══ Provided data

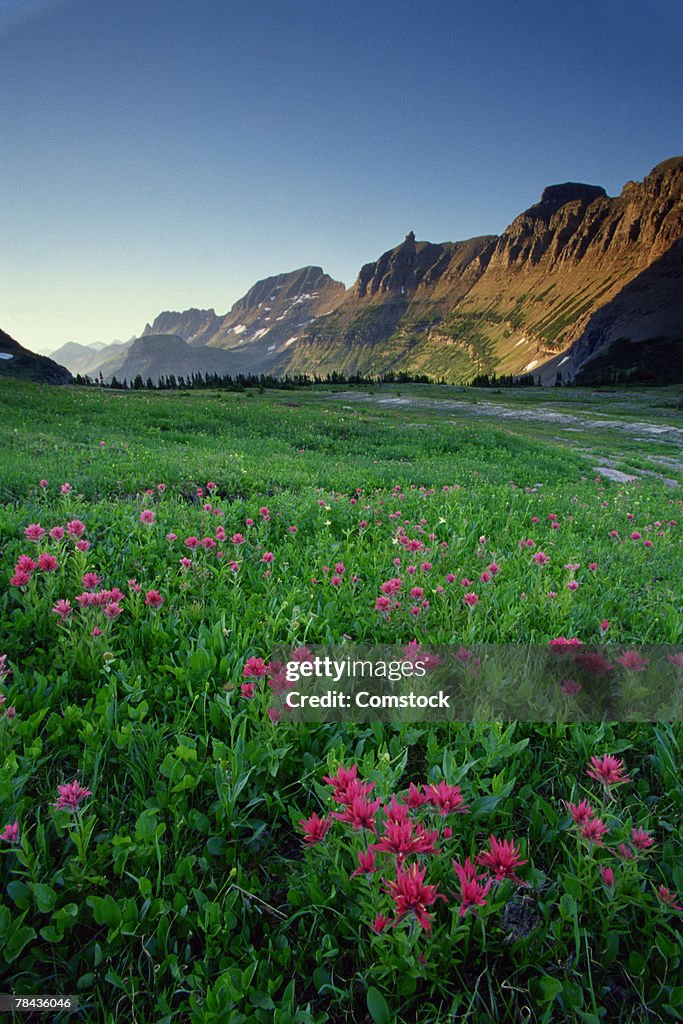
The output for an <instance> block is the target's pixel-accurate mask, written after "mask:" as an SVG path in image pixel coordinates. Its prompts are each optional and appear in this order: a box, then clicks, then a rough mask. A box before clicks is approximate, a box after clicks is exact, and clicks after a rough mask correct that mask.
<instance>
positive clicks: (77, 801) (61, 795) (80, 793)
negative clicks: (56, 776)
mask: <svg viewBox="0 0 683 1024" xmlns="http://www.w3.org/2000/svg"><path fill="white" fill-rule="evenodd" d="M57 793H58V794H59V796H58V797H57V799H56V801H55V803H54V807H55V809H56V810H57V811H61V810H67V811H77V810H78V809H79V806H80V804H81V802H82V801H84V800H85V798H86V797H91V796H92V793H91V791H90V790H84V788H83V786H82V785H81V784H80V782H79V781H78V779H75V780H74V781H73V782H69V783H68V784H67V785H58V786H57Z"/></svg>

════
══ Provided data

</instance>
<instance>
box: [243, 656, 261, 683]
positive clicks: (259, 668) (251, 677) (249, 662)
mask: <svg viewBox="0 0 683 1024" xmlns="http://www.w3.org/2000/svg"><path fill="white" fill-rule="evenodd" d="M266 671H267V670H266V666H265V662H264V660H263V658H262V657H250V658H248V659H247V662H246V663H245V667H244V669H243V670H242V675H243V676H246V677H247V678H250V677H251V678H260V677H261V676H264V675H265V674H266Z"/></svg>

════

Work instructions. The response should be the listing above, limited to the lines between the one holding "The output for" and the one holding "positive clicks: (77, 801)", inclusive, reproduced exactly.

Solved exercise.
The output for an <instance> block is the target's pixel-accurate mask, written after "mask:" as an SVG path in image pixel coordinates. Its prompts are each optional and appear in this order: a box, then clicks, then a rough mask. A box before clicks is approximate, a box after clicks is exact, and clicks after a rough mask correct that mask.
<instance>
positive clicks: (77, 801) (61, 795) (80, 793)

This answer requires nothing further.